◆ **Records to use**:
○ ○ ○ ○

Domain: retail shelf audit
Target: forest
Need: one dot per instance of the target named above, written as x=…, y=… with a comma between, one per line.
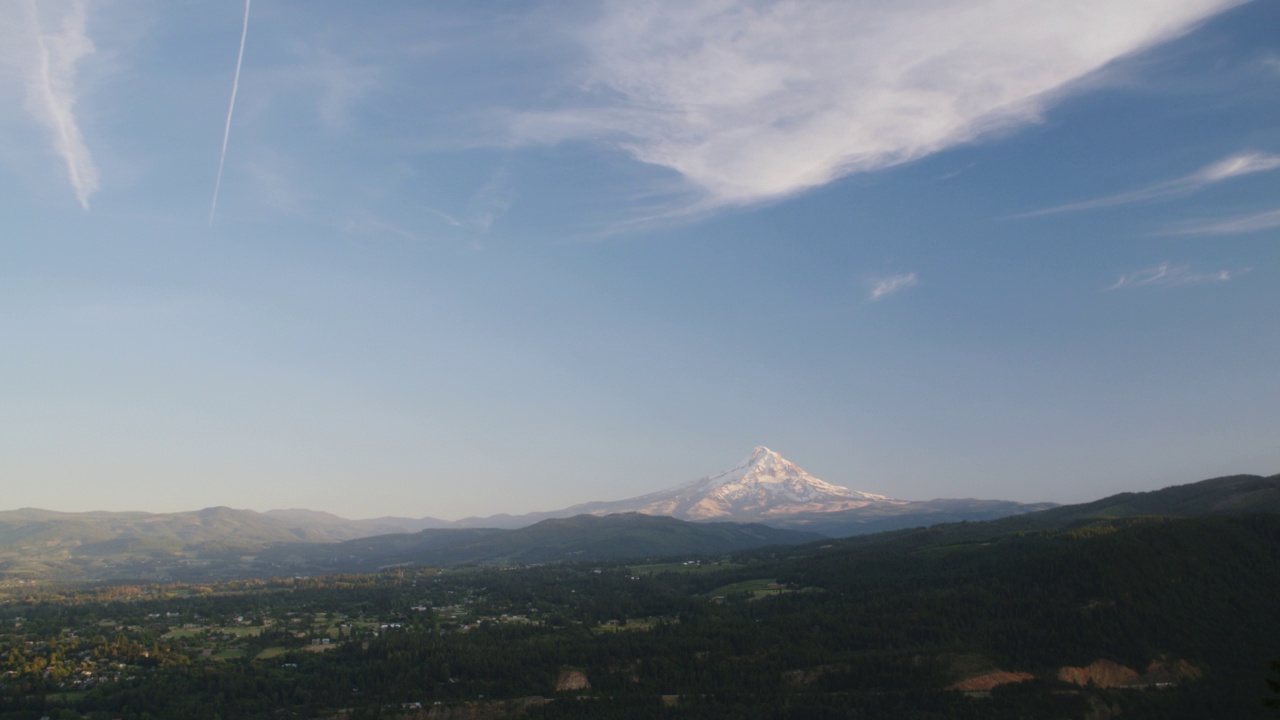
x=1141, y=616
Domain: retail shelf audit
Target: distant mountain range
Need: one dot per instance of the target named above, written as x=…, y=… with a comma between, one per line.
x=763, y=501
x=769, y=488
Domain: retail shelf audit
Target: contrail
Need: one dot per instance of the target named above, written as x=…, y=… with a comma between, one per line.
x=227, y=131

○ ○ ○ ○

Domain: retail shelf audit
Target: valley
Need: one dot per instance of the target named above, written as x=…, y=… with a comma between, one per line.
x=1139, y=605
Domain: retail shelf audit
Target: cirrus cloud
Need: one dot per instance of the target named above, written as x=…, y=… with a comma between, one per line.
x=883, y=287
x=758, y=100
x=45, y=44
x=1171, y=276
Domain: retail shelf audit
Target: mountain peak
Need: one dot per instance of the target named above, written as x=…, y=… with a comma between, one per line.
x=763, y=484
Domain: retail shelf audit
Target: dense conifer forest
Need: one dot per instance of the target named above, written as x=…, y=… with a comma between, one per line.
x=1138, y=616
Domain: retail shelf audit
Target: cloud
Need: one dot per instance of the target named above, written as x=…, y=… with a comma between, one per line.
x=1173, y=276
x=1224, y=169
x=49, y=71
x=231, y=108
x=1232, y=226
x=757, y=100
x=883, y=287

○ ○ ○ ○

◆ **What is being asked**: From the records above, list each line that contains the string "forest". Match case exactly.

◆ **Correct result**:
Target: forest
Target: dense conifer forest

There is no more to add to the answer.